(Lines of data)
________

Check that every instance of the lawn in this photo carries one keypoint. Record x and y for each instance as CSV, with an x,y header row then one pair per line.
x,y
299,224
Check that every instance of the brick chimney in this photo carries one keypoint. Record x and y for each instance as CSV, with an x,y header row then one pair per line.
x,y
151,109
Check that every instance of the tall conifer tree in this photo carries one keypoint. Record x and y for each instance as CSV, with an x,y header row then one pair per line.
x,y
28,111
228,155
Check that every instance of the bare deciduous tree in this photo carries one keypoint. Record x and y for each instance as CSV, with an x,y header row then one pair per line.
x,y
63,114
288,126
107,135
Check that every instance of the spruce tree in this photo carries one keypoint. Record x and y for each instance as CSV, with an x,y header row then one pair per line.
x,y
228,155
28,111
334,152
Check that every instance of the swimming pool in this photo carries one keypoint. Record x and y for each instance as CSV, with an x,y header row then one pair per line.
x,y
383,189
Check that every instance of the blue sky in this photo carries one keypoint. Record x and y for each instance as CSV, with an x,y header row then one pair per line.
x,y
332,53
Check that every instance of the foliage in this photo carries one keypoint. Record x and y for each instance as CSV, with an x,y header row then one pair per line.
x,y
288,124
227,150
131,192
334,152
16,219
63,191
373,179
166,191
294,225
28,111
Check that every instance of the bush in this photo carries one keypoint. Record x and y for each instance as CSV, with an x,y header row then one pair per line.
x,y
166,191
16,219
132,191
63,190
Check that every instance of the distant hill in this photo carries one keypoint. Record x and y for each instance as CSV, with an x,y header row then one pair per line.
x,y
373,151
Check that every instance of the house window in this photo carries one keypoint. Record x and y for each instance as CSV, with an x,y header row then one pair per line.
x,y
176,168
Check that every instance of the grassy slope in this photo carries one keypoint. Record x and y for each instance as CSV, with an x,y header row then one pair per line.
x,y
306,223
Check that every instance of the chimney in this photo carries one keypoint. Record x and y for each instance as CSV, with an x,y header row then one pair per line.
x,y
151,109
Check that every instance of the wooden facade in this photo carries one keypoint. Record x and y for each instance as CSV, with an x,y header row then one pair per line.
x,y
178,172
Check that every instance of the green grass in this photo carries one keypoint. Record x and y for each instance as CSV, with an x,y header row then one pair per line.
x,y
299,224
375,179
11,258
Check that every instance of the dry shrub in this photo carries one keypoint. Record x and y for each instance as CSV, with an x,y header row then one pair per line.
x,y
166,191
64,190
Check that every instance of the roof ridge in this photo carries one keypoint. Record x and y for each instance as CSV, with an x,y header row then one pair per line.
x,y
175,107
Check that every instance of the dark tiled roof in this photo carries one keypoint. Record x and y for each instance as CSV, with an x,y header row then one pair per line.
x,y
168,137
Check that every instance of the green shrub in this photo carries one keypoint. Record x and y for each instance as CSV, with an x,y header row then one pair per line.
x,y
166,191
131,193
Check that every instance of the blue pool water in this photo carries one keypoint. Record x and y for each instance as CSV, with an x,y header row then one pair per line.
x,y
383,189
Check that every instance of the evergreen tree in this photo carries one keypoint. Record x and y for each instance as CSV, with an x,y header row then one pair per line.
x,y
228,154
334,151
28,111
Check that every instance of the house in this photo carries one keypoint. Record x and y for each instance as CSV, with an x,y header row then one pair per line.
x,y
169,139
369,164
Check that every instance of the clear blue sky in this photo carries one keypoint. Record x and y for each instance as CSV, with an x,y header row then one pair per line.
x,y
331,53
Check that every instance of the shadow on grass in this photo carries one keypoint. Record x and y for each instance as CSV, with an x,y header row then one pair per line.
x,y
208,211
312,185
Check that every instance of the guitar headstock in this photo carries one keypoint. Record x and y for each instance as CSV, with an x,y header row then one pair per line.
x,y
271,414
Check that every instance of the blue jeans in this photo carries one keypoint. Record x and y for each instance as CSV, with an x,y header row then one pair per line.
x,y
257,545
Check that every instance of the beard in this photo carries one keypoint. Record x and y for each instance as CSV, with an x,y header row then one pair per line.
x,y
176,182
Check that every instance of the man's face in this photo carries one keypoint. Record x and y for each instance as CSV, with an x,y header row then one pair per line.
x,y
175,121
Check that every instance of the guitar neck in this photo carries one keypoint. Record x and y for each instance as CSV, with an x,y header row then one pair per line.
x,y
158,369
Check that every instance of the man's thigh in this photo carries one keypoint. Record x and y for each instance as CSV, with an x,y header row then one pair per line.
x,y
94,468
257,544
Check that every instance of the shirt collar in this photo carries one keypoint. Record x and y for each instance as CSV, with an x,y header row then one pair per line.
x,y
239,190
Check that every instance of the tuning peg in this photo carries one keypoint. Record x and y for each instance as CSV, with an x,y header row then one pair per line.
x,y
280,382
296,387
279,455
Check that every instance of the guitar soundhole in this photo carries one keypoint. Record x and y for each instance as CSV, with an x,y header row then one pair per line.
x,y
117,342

________

SET EXERCISE =>
Please output the entire listing exactly as it stands.

RESPONSE TO THIS EXERCISE =>
Check that every instance of the lawn in this photo carries one keypoint. Record x and y for each instance as CSV, with an x,y header row then one pair per line.
x,y
299,224
Check that every instance of the brick chimney in this photo carries one keypoint. Record x and y for each instance as CSV, with an x,y header row then one pair per line.
x,y
151,109
Check that every instance of the tall conifer tree in this photo carries one keypoint. Record x and y for each instance as CSV, with an x,y header row then one pair per line.
x,y
28,111
228,155
Check that every instance of the bare deciduous tree in this photo carries one keypoint. Record x and y for each instance as CSV, with an x,y header row then one pair per line.
x,y
63,114
288,126
107,135
Check that every instance of the spruce tree in this photo carries one keypoint. Record x and y for each instance as CSV, with an x,y header row then one pair per line.
x,y
228,155
28,111
334,152
Check that every instance of the swimming pool in this photo carries one keypoint. Record x and y for each instance as CSV, with an x,y header row then one pair per line.
x,y
383,189
Check that every instance of the blue sky in this photo carries one keypoint. Record x and y for each instance as CSV, with an x,y header row then one pair per line.
x,y
332,53
Check that every instance of the foliage in this photo carries one keypoint. Record x and y for each instance as CSV, with an x,y header row then one pair per line.
x,y
288,124
227,150
131,192
334,152
16,219
63,191
373,179
166,191
294,225
28,111
Check that every instance of the bush in this photo carries one keypoint. Record x and y for each instance as CSV, with an x,y header row then one pair per line.
x,y
166,191
16,219
132,191
63,190
Check that every instance of the distant hill in this photo carries one keypoint. Record x and y for each instance as CSV, with an x,y header row then one pair per line.
x,y
373,151
Check that every instance of the house window in this photo carries one keypoint. Record x and y for each instance as CSV, with an x,y header row then one pair per line.
x,y
176,168
Check that every instance of the grassy slope in this photo carries one keypoint. Record x and y for each instance as CSV, with an x,y header row then one pair per line.
x,y
306,223
Check that every instance of the chimney in this photo carries one keypoint. Record x and y for each instance as CSV, with an x,y header row then one pair per line.
x,y
151,109
Check that every instance of the wooden facade in this photo carries one keypoint. Record x and y for each instance as CSV, with an x,y header row then one pair per line.
x,y
178,172
Check that every instance of the green grass in this photo carries one keypoint. Record x and y for each instance as CSV, with an x,y header row then one pair per line.
x,y
299,224
375,179
11,258
Check that every instance of the dry shrub in this photo carries one keypoint. Record x and y for each instance as CSV, with an x,y header row then one pair per line.
x,y
166,191
64,190
Check that every instance of the roof ridge in this photo carries one keypoint. Record x and y for each instance as CSV, with an x,y header row then one pair per line.
x,y
175,107
Check that every instance of the dark tiled roof in this photo carries one keypoint. Record x and y for each instance as CSV, with an x,y header row then one pair per line.
x,y
168,137
Check that every instance of the green shrub in this photo carries one keypoint. Record x and y for each instance as CSV, with an x,y header row then one pair per line.
x,y
166,191
131,193
Check that every instance of the blue pool water in this photo carries one keypoint. Record x and y for each instance as CSV, with an x,y header row then one pair per line.
x,y
383,189
Check that every instance of the evergreen tree in this photo carries one keypoint. Record x and y for each instance as CSV, with an x,y header row then one pair per line.
x,y
228,154
334,151
28,111
Check that every instance of the house in this photo carries one keypoint. Record x and y for each instance as CSV, with an x,y header row then one pair per line.
x,y
169,139
369,164
Check that every instance of the clear blue sky in this photo carries one keypoint. Record x and y for each instance as CSV, with an x,y header row then one pair per line.
x,y
331,53
Check that every instance of the shadow on grass in this photo carries one keypoint. Record x and y for each instance as CSV, with an x,y header row then one pair per line.
x,y
208,211
312,185
Check that every instance of the guitar headstock in this photo carries one keypoint. Record x and y for each instance as CSV, with an x,y header row then one pair per line.
x,y
271,414
Check that every instance of the blue jeans in this photo carries one keypoint. Record x and y for each instance as CSV, with an x,y header row then one pair per line.
x,y
257,545
Check that every instance of the beard in this photo carries one keypoint. Record x and y for each instance as CSV, with an x,y header row then one pair per line.
x,y
176,182
Check that every instance of the man's face in this photo carries one keypoint. Record x and y for each instance as CSV, with an x,y header row then one pair per line.
x,y
175,121
Check that every instance of the guitar neck in this photo carries one keypoint. Record x and y for each instance as CSV, with an x,y header row then one pair per line.
x,y
158,369
Check that every instance of the man's thigh in this photo carries one keypoint. Record x and y for each instance as CSV, with an x,y header row then one pair per line.
x,y
94,468
257,544
Check that every instance of the shirt collar in this photo carries one keypoint. Record x and y for each instance as CSV, with an x,y header row then one pair per line.
x,y
239,190
Check that every instance of the tuning peg in this photo carries one keypoint. Record x and y for each instance as CSV, with an x,y header row then one pair per line.
x,y
280,382
296,387
279,455
Check that every instance of the guitar soundhole in this photo carries one keypoint. Record x and y for each instance as CSV, with an x,y header row then one pair per line.
x,y
117,342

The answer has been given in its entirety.